Seguramente ya conocen la carta publicada en EEUU por más de 150 intelectuales, periodistas y artistas, en la que se denuncia el clima de acoso a la libertad de expresión por parte de la llamada «izquierda identitaria». Más acá del contexto genuinamente norteamericano en que se inscribe, el contenido de esa carta podría servir para describir el ambiente opresivo de puritanismo ideológico y corrección política que, también en nuestro país -y aun (y aún) de manera más laxa-, obliga a pensárselo dos veces antes de entrar a debatir sobre ciertos temas -prostitución, aborto, feminismo, nacionalismo, identidad de género, discapacidad-…

No creo que haga falta buscar ejemplos. Peticiones de retirada de libros, linchamientos mediáticos, denuncias y boicots a profesores o conferenciantes, censura o cancelación de obras o eventos artísticos, van conformando, también aquí, una atmósfera asfixiante que empobrece el debate, promueve el miedo a discrepar, y sustituye la argumentación por la trapacería demagógica, el escrache y el linchamiento en las redes.

-----

**Enunciado 1:** Según el texto sobre la libertad de expresión, ¿cuántas personas firmaron la carta publicada en EEUU?

Datos de origen:

-----

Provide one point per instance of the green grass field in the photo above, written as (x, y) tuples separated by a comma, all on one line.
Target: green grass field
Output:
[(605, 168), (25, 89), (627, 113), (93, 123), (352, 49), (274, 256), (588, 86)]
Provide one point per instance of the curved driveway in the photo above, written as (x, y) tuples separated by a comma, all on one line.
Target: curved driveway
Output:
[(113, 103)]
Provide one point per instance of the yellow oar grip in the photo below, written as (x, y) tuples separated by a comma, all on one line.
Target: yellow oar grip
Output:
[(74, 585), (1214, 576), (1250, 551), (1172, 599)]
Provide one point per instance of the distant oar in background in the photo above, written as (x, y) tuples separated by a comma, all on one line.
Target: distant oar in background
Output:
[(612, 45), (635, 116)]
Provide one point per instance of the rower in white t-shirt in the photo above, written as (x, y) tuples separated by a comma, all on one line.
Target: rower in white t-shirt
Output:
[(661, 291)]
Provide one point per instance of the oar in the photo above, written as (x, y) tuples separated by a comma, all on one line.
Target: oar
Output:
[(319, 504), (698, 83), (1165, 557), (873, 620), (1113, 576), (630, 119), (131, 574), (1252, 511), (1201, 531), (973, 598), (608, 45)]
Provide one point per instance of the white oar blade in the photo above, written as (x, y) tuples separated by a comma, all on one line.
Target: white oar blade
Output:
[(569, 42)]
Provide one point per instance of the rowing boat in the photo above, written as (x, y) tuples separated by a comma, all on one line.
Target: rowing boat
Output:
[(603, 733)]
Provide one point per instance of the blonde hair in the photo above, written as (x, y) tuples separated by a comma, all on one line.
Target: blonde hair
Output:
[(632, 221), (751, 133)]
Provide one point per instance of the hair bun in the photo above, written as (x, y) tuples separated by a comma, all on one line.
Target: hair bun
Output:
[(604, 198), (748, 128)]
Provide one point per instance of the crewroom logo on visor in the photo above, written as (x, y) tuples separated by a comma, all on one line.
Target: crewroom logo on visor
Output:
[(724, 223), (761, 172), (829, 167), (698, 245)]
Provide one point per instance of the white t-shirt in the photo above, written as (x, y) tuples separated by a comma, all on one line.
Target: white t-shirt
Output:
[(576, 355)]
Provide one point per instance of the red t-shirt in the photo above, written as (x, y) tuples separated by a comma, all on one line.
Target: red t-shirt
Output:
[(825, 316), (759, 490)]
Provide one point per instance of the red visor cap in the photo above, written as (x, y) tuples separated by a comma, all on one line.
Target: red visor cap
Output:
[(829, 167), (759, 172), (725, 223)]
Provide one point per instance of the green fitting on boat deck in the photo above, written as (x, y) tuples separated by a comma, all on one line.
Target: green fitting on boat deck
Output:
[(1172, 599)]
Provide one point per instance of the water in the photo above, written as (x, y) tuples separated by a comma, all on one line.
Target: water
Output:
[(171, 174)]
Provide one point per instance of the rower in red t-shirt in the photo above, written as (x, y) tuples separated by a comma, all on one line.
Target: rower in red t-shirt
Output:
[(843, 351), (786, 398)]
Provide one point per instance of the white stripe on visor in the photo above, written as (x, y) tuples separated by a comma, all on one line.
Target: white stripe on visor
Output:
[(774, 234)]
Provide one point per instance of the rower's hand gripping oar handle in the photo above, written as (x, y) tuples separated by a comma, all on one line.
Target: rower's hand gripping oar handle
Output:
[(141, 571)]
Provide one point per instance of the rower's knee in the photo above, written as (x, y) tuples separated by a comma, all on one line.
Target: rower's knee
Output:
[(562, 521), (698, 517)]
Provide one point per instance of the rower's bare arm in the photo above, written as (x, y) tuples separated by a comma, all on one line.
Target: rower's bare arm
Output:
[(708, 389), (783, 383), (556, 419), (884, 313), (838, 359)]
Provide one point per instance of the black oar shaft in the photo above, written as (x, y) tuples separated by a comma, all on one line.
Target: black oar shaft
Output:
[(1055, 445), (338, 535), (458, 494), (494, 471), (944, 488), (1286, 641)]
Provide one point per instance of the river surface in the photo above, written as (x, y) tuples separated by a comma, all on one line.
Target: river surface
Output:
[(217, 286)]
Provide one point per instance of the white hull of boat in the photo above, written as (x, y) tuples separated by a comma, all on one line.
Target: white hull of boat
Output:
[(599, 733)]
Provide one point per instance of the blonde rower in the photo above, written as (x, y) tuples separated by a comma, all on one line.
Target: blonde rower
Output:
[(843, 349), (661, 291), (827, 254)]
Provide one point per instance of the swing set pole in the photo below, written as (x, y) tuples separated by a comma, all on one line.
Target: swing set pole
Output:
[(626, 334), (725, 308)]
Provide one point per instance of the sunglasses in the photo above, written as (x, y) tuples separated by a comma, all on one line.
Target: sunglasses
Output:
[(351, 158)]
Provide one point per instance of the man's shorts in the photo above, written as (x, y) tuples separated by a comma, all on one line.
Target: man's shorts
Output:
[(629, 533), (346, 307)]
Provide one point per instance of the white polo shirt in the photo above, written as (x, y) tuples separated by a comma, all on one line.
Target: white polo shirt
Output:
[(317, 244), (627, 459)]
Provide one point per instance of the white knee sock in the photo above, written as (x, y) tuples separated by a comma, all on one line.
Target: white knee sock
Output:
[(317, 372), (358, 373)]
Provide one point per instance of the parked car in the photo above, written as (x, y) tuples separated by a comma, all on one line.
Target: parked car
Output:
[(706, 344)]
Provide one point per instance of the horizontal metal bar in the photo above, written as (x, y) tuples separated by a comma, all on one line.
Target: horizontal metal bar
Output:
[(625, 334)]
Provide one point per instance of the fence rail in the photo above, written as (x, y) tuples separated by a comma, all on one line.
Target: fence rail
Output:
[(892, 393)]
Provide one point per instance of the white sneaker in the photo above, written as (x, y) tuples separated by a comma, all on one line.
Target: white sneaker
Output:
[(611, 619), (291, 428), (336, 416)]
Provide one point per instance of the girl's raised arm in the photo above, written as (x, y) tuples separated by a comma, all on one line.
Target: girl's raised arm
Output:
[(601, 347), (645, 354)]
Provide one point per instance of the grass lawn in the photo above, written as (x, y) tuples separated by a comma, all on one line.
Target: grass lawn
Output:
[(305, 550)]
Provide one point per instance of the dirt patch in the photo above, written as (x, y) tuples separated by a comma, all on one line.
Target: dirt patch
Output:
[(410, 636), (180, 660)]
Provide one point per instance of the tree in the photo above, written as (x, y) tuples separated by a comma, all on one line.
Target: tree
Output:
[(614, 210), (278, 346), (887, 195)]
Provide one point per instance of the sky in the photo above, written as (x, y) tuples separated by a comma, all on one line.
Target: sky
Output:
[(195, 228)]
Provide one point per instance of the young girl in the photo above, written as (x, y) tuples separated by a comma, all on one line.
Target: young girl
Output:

-----

**Enunciado 2:** Por favor, actualiza los registros empezando por su inicio y terminando en la línea que contiene "[(569, 42)]", ambas incluidas. Reemplaza "Target" por "Object" y deja todo lo demás sin cambios.

**Solución completa 1:** Más de 150 intelectuales, periodistas y artistas.

**Solución completa 2:**
Provide one point per instance of the green grass field in the photo above, written as (x, y) tuples separated by a comma, all on one line.
Object: green grass field
Output:
[(605, 168), (25, 89), (627, 113), (93, 123), (352, 49), (274, 256), (588, 86)]
Provide one point per instance of the curved driveway in the photo above, written as (x, y) tuples separated by a comma, all on one line.
Object: curved driveway
Output:
[(113, 103)]
Provide one point per instance of the yellow oar grip in the photo below, written as (x, y) tuples separated by a comma, all on one line.
Object: yellow oar grip
Output:
[(74, 585), (1214, 576), (1250, 551), (1172, 599)]
Provide one point per instance of the distant oar in background in the photo above, written as (x, y) tuples separated by a comma, all on one line.
Object: distant oar in background
Output:
[(612, 45), (635, 116)]
Provide one point per instance of the rower in white t-shirt in the photo above, written as (x, y) tuples separated by a comma, all on one line.
Object: rower in white t-shirt
Output:
[(661, 291)]
Provide one point per instance of the oar in the photo above, written as (x, y) tuples separated by a comma, all on one line.
Object: oar
Output:
[(319, 504), (698, 83), (1165, 557), (873, 620), (1113, 576), (630, 119), (131, 574), (1252, 511), (1201, 531), (973, 598), (608, 45)]
Provide one point per instance of the white oar blade in the photo above, written as (x, y) tuples separated by a comma, all on one line.
Object: white oar blade
Output:
[(569, 42)]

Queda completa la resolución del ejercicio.